Co-founder / Chief Scientist at Inception here. If helpful, I’m happy to answer technical questions about Mercury 2 or diffusion LMs more broadly.
The iteration speed advantage is real but context-specific. For agentic workloads where you're running loops over structured data -- say, validating outputs or exploring a dataset across many small calls -- the latency difference between a 50 tok/s model and a 1000+ tok/s one compounds fast. What would take 10 minutes wall-clock becomes under a minute, which changes how you prototype.
The open question for me is whether the quality ceiling is high enough for cases where the bottleneck is actually reasoning, not iteration speed. volodia's framing of it as a "fast agent" model (comparable tier to Haiku 4.5) is honest -- for the tasks that fit that tier, the 5x speed advantage is genuinely interesting.
Does it mean if it was embedded on a Talaas chip, it could generate ~50,000+ tokens per second?
I'm not sold on diffusion models.
Other labs like Google have them but they have simply trailed the Pareto frontier for the vast majority of use cases
Here's more detail on how price/performance stacks up
What excites me most about these new 4figure/second token models is that you can essentially do multi-shot prompting (+ nudging) and the user doesn't even feel it, potentially fixing some of the weird hallucinatory/non-deterministic behavior we sometimes end up with.
My attempt with trying one of their OOTB prompts in the demo https://chat.inceptionlabs.ai resulted in: "The server is currently overloaded. Please try again in a moment."
And a pop-up error of: "The string did not match the expected pattern."
That happened three times, then the interface stopped working.
I was hoping to see how this stacked up against Taalas demo, which worked well and was so fast every time I've hit it this past week.
There's a potentially amazing use case here around parsing PDFs to markdown. It seems like a task with insane volume requirements, low budget, and the kind of thing that doesn't benefit much from autoregression. Would be very curious if your team has explored this.

[Records from a dataset]

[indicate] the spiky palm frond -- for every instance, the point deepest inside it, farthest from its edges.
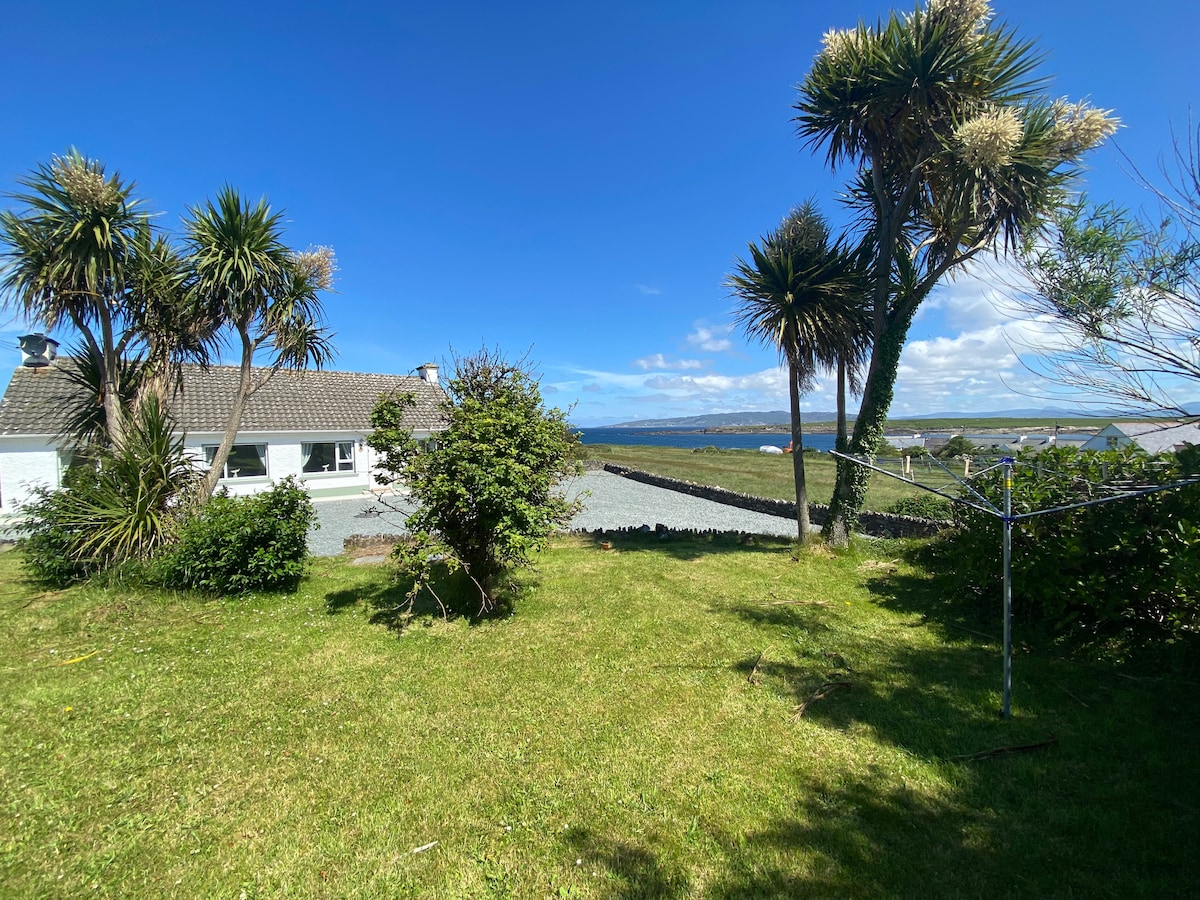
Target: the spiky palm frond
(239, 259)
(798, 294)
(85, 425)
(67, 252)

_Questions to answer_
• a. Which words of the Mercury 2 thread run from "There's a potentially" through "has explored this."? Return that span word for word.
• b. What comes next in the Mercury 2 thread after its last post? Supply the next part.

_Responses by item number_
• a.
There's a potentially amazing use case here around parsing PDFs to markdown. It seems like a task with insane volume requirements, low budget, and the kind of thing that doesn't benefit much from autoregression. Would be very curious if your team has explored this.

• b.
I tried Mercury 1 in Zed for inline completions and it was significantly slower than Cursors autocomplete. Big reason why I switched backed to Cursor(free)+Claude Code
It seems like the chat demo is really suffering from the effect of everything going into a queue. You can't actually tell that it is fast at all. The latency is not good.
Assuming that's what is causing this. They might show some kind of feedback when it actually makes it out of the queue.
Nice, I'm excited to try this for my voice agent, at worst it could be used to power the human facing agent for latency reduction.
Genuine question: what kinds of workloads benefit most from this speed? In my coding use, I still hit limitations even with stronger models, so I'm interested in where a much faster model changes the outcome rather than just reducing latency.
This is unbelievably fast
I can see some promise with diffusion LLMs, but getting them comparable to the frontier is going to require a ton of work and these closed source solutions probably won't really invigorate the field to find breakthroughs. It is too bad that they are following the path of OpenAI with closed models without details as far as I can tell.
I believe Jimmy Chat is still faster by an order of magnitude…
this looks awesome!!
[dead]
I am little underwhelmed by anything diffusion at the moment - they didn't really deliver.
Please pre-render your website on the server. Client-side JS means that my agent cannot read the press-release and that reduces the chance I am going to read it myself. Also, day one OpenRouter increases the chance that someone will try it.
It could be interesting to do the metric of intelligence per second.
ie intelligence per token, and then tokens per second
My current feel is that if Sonnet 4.6 was 5x faster than Opus 4.6, I'd be primarily using Sonnet 4.6. But that wasn't true for me with prior model generations, in those generations the Sonnet class models didn't feel good enough compared to the Opus class models. And it might shift again when I'm doing things that feel more intelligence bottlenecked.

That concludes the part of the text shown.